> _Work instructions_: Copy each of the items below word for word, keeping their order.

> _Listed entries_:
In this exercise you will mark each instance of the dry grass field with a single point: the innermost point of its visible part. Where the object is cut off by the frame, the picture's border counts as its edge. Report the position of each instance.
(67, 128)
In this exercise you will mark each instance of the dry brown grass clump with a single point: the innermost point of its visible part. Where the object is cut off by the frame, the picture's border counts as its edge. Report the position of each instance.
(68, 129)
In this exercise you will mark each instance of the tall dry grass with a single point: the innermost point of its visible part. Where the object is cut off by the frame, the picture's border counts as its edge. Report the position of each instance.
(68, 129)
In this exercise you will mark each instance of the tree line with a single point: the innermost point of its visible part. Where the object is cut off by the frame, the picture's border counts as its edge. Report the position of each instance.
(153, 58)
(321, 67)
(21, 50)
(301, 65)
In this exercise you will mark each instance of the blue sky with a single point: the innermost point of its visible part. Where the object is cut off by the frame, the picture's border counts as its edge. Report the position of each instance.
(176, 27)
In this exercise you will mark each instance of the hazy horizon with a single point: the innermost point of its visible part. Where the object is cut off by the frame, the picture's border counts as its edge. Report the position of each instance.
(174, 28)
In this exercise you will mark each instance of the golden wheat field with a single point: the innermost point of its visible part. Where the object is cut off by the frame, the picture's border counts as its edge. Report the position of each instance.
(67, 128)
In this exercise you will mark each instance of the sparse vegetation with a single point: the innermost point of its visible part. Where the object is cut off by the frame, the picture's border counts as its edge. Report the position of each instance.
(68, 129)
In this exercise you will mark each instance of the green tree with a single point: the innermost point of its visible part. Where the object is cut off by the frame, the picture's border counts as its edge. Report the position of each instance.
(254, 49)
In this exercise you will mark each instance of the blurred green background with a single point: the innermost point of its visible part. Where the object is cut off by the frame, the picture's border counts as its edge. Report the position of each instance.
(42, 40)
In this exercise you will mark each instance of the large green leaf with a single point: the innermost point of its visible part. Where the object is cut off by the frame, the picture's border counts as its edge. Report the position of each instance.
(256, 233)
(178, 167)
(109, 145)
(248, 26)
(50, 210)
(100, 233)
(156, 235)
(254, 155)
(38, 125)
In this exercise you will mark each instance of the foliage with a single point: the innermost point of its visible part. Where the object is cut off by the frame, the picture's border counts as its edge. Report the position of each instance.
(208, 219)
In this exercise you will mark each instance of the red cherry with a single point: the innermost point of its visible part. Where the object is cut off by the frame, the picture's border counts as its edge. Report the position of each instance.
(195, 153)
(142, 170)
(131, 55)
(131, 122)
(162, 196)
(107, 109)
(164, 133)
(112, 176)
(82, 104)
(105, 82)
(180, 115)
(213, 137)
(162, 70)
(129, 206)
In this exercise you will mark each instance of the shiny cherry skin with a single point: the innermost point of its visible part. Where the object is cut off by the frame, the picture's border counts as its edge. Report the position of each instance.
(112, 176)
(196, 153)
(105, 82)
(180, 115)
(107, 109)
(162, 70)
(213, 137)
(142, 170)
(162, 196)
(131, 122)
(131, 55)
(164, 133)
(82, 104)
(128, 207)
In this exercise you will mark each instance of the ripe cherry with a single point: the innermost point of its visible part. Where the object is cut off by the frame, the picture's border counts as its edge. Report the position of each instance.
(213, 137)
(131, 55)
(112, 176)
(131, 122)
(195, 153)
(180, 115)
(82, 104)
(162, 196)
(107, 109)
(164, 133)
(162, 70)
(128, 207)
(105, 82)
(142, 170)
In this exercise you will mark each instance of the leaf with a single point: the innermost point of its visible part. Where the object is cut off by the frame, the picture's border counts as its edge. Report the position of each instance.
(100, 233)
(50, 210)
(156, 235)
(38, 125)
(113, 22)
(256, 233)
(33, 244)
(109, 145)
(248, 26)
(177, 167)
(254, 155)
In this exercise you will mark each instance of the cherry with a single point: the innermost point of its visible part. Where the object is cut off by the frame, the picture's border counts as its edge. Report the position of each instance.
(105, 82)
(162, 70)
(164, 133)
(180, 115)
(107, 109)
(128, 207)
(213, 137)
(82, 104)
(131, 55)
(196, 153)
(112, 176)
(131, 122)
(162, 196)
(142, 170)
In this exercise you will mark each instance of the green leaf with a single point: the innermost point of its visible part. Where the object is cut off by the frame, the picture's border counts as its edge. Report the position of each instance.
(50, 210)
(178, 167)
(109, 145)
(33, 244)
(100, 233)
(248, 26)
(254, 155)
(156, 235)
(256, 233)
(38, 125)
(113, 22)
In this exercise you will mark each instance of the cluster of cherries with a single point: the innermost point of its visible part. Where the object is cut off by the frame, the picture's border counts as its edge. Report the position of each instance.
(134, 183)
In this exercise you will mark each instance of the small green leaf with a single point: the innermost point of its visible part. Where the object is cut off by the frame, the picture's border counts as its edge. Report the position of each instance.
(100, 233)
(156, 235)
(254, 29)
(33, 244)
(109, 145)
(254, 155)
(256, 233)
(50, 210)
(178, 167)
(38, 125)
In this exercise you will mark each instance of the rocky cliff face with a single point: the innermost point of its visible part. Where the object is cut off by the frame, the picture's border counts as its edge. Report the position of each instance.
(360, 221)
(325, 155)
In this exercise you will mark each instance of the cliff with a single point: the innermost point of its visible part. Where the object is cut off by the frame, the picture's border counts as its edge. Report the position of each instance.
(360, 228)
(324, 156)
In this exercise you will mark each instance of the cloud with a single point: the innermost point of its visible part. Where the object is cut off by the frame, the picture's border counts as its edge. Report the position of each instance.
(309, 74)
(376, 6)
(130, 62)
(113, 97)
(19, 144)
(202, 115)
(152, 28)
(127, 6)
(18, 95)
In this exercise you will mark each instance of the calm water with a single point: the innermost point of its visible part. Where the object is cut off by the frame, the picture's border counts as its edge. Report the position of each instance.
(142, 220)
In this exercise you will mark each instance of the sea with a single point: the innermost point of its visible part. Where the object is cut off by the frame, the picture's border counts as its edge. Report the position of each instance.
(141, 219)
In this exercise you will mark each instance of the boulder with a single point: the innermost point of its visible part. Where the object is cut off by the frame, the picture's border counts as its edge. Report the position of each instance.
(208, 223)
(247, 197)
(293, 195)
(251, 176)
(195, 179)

> _Solution for this exercise_:
In this exercise you will mark each instance of the dry grass field with a single point: the innermost point of its visible part. Where the object is cut off by the frame, the picture's border counts as its edge. Report the position of each instance.
(67, 128)
In this exercise you will mark each instance of the dry brown grass clump with a single point: the innermost point of its visible part. Where the object is cut off by the frame, the picture's border counts as its edge. Report the position of each instance.
(68, 129)
In this exercise you will mark each instance of the tall dry grass with a single point: the innermost point of its visible part. Where the object is cut off by the frame, the picture's border counts as its edge. Report the position of each instance.
(68, 129)
In this exercise you will mark each instance of the tree line with a single point: the innermost point of its visible part. Where the object is cut off by the frame, the picture's border counts as its edge. Report the position of each instance.
(153, 58)
(321, 67)
(21, 50)
(301, 65)
In this exercise you will mark each instance of the blue sky with a single point: the innermost point of its visible part. Where the object is cut off by the frame, the picture's border counts as its edge. Report the position of each instance.
(176, 27)
In this exercise you will mark each instance of the hazy horizon with a single point: the innermost point of its visible part. Where the object is cut off by the frame, the picture's border counts as its edge. Report the position of each instance.
(174, 28)
In this exercise you will mark each instance of the golden wheat field with a single point: the innermost point of its visible part. Where the object is cut off by the frame, the picture's border counts as its edge. Report the position of each instance.
(67, 128)
In this exercise you will mark each instance of the sparse vegetation with a single point: the innermost point of its visible part. Where the object is cut off by the frame, the picture's border counts as its edge. Report the position of each instance.
(68, 129)
In this exercise you will mark each instance of the green tree with a single point: the innermost point of its visible part. Where the object is cut off by the frame, the picture's border counts as its edge. Report the position of each instance.
(254, 49)
In this exercise you will mark each instance of the blurred green background with a single point: the innermost point of its visible part. Where the object is cut off by the frame, the picture's border counts as its edge. Report the position of each instance.
(42, 40)
In this exercise you will mark each instance of the large green leaf with a single point: the innermost point of its visible part. Where the object is cut off by the frame, the picture's border counts as its edge. Report the position of each instance.
(256, 233)
(178, 167)
(109, 145)
(248, 26)
(50, 210)
(100, 233)
(156, 235)
(254, 155)
(38, 125)
In this exercise you will mark each instance of the foliage with a single point: the innermost point of its visible part. Where the object is cut off by the frame, the picture's border counts as its edge. Report the position of each instance.
(208, 219)
In this exercise you will mark each instance of the red cherry with a single point: the innermost point of its visible part. Where the object is cut off by the frame, the picture's border counts as its edge. Report the position of each instance.
(195, 153)
(142, 170)
(131, 55)
(131, 122)
(162, 196)
(107, 109)
(164, 133)
(112, 176)
(82, 104)
(105, 82)
(180, 115)
(213, 137)
(162, 70)
(129, 206)
In this exercise you will mark each instance of the shiny cherry skin with a single point: the innermost point of its visible part. Where the object is cut off by the frame, the picture's border counts as its edge. Report the position of each instance.
(112, 176)
(196, 153)
(105, 82)
(180, 115)
(107, 109)
(162, 70)
(213, 137)
(142, 170)
(162, 196)
(131, 122)
(131, 55)
(164, 133)
(82, 104)
(128, 207)
In this exercise you will mark each instance of the ripe cherry with a single point: the innermost point of its visible part. Where the object is cut off by the frame, the picture's border counts as its edge. Report the position of each instance.
(213, 137)
(131, 55)
(112, 176)
(131, 122)
(195, 153)
(180, 115)
(82, 104)
(162, 196)
(107, 109)
(164, 133)
(162, 70)
(128, 207)
(105, 82)
(142, 170)
In this exercise you will mark each instance of the leaf with a single point: the innermost point of its visible part. Where the object is cut off by the frame, the picture's border counts as its edge. Report the position of each instance.
(100, 233)
(50, 210)
(156, 235)
(38, 125)
(113, 22)
(256, 233)
(33, 244)
(109, 145)
(248, 26)
(177, 167)
(254, 155)
In this exercise you will mark each instance of the cherry with a single point: the innermost point of its visible part. Where the object is cut off by the frame, the picture's border counts as its edge. Report the position of each instance.
(105, 82)
(162, 70)
(164, 133)
(180, 115)
(107, 109)
(128, 207)
(213, 137)
(82, 104)
(131, 55)
(196, 153)
(112, 176)
(131, 122)
(162, 196)
(142, 170)
In this exercise you will mark each instance of the green leaf with a single point: the innermost point of its visible part. Where the object is cut off by the frame, the picture's border counts as its edge. Report the position of each instance.
(50, 210)
(178, 167)
(109, 145)
(33, 244)
(100, 233)
(248, 26)
(254, 155)
(156, 235)
(256, 233)
(38, 125)
(113, 22)
In this exercise you will mark each instance of the cluster of cherries with a single point: the innermost point of its visible part. Where the object is cut off by the frame, the picture's border counts as its edge. Report the position of each instance.
(134, 183)
In this exercise you will mark each instance of the small green leaf with a single point: the innermost point of its visible part. Where the object is cut off by the frame, the picture's border counts as its edge. Report the position of each instance.
(100, 233)
(156, 235)
(254, 29)
(33, 244)
(109, 145)
(254, 155)
(256, 233)
(50, 210)
(178, 167)
(38, 125)
In this exercise you will mark each instance of the rocky cliff face with a single point: the innermost point of its visible part. Where the object is cut off by the frame, the picture's border counts as its edge. Report the position of each instance.
(360, 221)
(325, 155)
In this exercise you will mark each instance of the cliff with a single point: the innermost point of its visible part. Where the object is cut off by the frame, the picture's border counts as its edge. Report the position of each instance.
(360, 228)
(324, 156)
In this exercise you will mark each instance of the cloud with a single point: the innermost point of its visible part. Where the object is cut off by the frame, the picture's border counts as its edge. Report the position of each instance.
(309, 74)
(376, 6)
(130, 62)
(113, 97)
(19, 144)
(202, 115)
(152, 28)
(127, 6)
(18, 95)
In this exercise you will mark each instance of the calm water with a single point: the innermost point of its visible part. Where the object is cut off by the frame, the picture's border counts as its edge. Report the position of each instance.
(142, 220)
In this exercise you will mark each instance of the sea with a single point: the innermost point of its visible part. Where the object is cut off by the frame, the picture's border counts as its edge. Report the position of each instance.
(141, 219)
In this exercise you will mark each instance of the boulder with a single point: the innermost point of its visible part. Where the object is cut off by the frame, the picture's border counts as its edge. Report the position of each instance.
(208, 223)
(247, 197)
(293, 195)
(251, 176)
(195, 179)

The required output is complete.